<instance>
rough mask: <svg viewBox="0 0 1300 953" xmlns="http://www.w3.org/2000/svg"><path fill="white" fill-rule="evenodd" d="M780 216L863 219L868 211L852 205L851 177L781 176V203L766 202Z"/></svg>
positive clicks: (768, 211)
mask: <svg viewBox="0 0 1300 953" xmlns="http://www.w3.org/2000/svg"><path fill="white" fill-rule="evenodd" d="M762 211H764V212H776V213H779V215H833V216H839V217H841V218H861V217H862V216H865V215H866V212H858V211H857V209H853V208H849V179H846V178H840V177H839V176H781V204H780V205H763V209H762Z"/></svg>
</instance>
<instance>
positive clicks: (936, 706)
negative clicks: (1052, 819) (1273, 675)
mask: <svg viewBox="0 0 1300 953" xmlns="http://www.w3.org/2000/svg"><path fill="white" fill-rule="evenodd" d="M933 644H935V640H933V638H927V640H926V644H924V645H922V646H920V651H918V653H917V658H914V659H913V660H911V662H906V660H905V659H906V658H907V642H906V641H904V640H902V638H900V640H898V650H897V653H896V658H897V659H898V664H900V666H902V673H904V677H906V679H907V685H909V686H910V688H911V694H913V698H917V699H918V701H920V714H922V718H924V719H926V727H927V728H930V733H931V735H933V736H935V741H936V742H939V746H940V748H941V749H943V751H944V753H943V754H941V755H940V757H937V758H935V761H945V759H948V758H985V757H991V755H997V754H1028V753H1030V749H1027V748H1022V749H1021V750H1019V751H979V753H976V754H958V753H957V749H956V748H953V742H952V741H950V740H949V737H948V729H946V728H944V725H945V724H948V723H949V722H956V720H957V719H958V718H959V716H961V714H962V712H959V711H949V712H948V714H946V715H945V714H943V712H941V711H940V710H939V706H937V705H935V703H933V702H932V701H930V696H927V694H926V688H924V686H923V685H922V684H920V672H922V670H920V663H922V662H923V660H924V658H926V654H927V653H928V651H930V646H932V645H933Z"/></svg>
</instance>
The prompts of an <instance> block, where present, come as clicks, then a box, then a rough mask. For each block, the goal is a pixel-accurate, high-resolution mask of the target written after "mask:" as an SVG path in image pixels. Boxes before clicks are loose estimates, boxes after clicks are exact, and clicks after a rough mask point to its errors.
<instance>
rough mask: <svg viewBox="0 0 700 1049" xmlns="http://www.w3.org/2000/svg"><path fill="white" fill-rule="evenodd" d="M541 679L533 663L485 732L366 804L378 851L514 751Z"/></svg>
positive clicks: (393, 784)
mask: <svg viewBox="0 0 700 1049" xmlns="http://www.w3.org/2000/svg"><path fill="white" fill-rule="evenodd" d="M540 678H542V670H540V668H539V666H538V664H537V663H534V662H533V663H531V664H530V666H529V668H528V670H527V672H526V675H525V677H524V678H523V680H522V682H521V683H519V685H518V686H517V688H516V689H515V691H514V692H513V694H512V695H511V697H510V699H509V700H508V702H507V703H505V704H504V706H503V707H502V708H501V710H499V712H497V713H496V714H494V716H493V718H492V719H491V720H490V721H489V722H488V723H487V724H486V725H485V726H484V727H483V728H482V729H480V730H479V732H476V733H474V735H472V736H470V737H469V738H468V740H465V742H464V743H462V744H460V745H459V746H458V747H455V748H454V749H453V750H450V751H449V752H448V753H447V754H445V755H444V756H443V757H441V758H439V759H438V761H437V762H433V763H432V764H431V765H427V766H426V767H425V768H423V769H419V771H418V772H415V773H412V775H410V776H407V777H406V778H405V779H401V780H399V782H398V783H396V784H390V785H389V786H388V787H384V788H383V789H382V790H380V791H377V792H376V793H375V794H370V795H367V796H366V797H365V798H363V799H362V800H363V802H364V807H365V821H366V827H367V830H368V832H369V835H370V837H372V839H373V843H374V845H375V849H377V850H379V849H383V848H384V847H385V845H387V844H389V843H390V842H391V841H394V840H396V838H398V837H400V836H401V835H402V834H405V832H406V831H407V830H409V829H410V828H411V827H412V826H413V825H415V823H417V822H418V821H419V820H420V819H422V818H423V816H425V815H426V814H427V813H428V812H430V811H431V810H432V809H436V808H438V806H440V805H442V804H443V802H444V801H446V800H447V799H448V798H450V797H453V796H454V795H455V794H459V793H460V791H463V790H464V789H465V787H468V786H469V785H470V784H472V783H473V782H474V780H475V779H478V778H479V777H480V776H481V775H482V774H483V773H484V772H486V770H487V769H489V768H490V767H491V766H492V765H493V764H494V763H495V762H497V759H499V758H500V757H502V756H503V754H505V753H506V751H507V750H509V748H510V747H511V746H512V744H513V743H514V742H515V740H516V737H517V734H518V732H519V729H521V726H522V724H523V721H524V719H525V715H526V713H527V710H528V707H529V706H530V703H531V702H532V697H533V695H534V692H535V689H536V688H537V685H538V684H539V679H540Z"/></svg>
____________
▶ _Work instructions_
Which lines of the data include the string "rough"? Copy each of them.

▶ _Written solution_
rough mask: <svg viewBox="0 0 1300 953" xmlns="http://www.w3.org/2000/svg"><path fill="white" fill-rule="evenodd" d="M780 216L863 219L868 211L852 205L851 177L781 176V203L766 202Z"/></svg>
The prompts of an <instance> block, where present, come as clicks, then a box, then a rough mask. For each block, the goal is a pixel-accurate, high-resolution mask of the target written after "mask:" as an SVG path in image pixels. Boxes before clicks are loose estimates, boxes after clicks are exact, and clicks after a rough mask point to its errors.
rough mask: <svg viewBox="0 0 700 1049" xmlns="http://www.w3.org/2000/svg"><path fill="white" fill-rule="evenodd" d="M541 679L533 663L485 732L366 804L378 851L514 751Z"/></svg>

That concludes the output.